┌──
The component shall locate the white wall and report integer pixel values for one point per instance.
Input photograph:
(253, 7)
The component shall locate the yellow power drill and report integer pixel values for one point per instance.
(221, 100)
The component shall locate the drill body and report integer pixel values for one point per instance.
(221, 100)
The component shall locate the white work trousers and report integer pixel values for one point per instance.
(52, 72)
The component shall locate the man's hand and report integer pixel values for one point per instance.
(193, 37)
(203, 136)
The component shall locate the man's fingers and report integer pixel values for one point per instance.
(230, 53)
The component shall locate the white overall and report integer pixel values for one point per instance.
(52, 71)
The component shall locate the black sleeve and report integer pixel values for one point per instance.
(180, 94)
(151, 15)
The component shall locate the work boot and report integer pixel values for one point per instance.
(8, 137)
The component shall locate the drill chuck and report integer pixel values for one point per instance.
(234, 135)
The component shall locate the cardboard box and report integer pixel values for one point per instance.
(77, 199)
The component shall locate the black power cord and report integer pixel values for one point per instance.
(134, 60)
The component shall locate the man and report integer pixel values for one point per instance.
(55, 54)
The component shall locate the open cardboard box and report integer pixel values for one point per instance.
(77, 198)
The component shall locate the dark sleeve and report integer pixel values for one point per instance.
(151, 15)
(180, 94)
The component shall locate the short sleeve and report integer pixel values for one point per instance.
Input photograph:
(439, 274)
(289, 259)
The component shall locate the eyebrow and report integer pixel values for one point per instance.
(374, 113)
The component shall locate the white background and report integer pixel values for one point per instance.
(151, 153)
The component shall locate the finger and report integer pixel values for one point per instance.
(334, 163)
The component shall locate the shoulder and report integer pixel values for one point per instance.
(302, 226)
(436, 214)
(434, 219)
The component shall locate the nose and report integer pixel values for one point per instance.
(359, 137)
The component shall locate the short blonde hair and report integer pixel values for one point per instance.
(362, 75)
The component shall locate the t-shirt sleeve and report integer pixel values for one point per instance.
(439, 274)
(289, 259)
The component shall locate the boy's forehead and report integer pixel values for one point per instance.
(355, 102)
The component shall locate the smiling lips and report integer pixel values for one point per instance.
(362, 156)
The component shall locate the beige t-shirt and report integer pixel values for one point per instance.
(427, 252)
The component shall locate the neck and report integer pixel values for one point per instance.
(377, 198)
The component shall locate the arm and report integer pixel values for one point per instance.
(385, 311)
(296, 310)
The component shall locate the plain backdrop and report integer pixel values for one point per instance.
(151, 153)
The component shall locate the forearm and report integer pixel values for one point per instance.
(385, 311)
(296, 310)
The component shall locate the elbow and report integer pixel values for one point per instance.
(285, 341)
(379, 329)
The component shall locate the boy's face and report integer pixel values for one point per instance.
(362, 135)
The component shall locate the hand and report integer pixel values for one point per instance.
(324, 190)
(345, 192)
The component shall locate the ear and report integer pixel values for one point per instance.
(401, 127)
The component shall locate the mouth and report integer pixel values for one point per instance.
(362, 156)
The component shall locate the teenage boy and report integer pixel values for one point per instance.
└──
Action item:
Set the listing above down once more in full, exactly as it is.

Exercise output:
The component shall locate the white wall and report integer pixel values for one point per instance.
Input photograph:
(253, 7)
The component shall locate the yellow power drill and report integer pixel values for one point per instance.
(221, 100)
The component shall locate the drill body and report integer pixel values for one point per instance.
(221, 100)
The component shall locate the white work trousers and report integer pixel values for one point per instance.
(52, 72)
The component shall locate the man's hand and report integer pixel values for one point per instance.
(193, 37)
(203, 136)
The component shall locate the man's fingers and report integer pixel values for one point per instance.
(230, 53)
The component shall locate the white overall and report integer pixel values for one point per instance.
(52, 71)
The component shall locate the black sleeve and report integer pixel values for one point per instance.
(180, 94)
(151, 15)
The component shall locate the work boot and report integer pixel values for one point per instance.
(8, 137)
The component shall locate the drill chuck and report integer pixel values for one point per instance.
(234, 135)
The component shall locate the cardboard box and report integer pixel values for one point per instance.
(77, 199)
The component shall locate the black power cord and report integer pixel values for one point per instance.
(134, 60)
The component shall locate the man and report integer pixel values for one point per instance.
(55, 54)
The component shall locate the open cardboard box and report integer pixel values for one point per instance.
(77, 198)
The component shall locate the dark sleeve and report integer pixel values for one point per instance.
(151, 15)
(180, 94)
The component shall locate the short sleeve and report integer pixel values for one point per instance.
Input photograph:
(439, 274)
(289, 259)
The component shall locate the eyebrow and report integer pixel values for one point per instance.
(374, 113)
The component shall locate the white background and report integer pixel values for one point per instance.
(151, 153)
The component shall locate the finger and report integer pixel values for one point per instance.
(334, 163)
The component shall locate the shoulder and report integer pixel values for one point per instance.
(302, 226)
(436, 214)
(434, 219)
The component shall locate the nose and report integer pixel values for one point per instance.
(359, 137)
The component shall locate the short blonde hair and report integer pixel values for one point per instance.
(362, 75)
The component shall locate the t-shirt sleeve and report integer pixel values for one point per instance.
(439, 274)
(289, 259)
The component shall locate the boy's forehead and report integer pixel values for one point per instance.
(355, 102)
The component shall locate the smiling lips and report integer pixel values for one point per instance.
(362, 156)
The component shall locate the beige t-shirt and report integer pixel values for one point per instance.
(427, 252)
The component shall locate the neck and report integer pixel values for one point per instance.
(377, 198)
The component shall locate the arm and report integer pixel values for one point per instance.
(385, 311)
(296, 310)
The component shall locate the plain backdrop and report integer pixel values for one point per instance.
(151, 153)
The component shall locate the forearm and report integer pixel values for one point per instance.
(385, 311)
(296, 310)
The component shall locate the elbow and report integer pixel values for one point per instance.
(285, 341)
(379, 329)
The component shall locate the boy's face and report integer pixel values for one point per instance.
(362, 135)
The component shall locate the hand and report integer pixel values for one point per instance.
(324, 190)
(345, 192)
The component shall locate the ear and report integer pixel values for one point per instance.
(401, 127)
The component shall locate the mouth and report integer pixel values for one point per instance.
(362, 156)
The component shall locate the teenage boy and report integer pixel values for one point per instance.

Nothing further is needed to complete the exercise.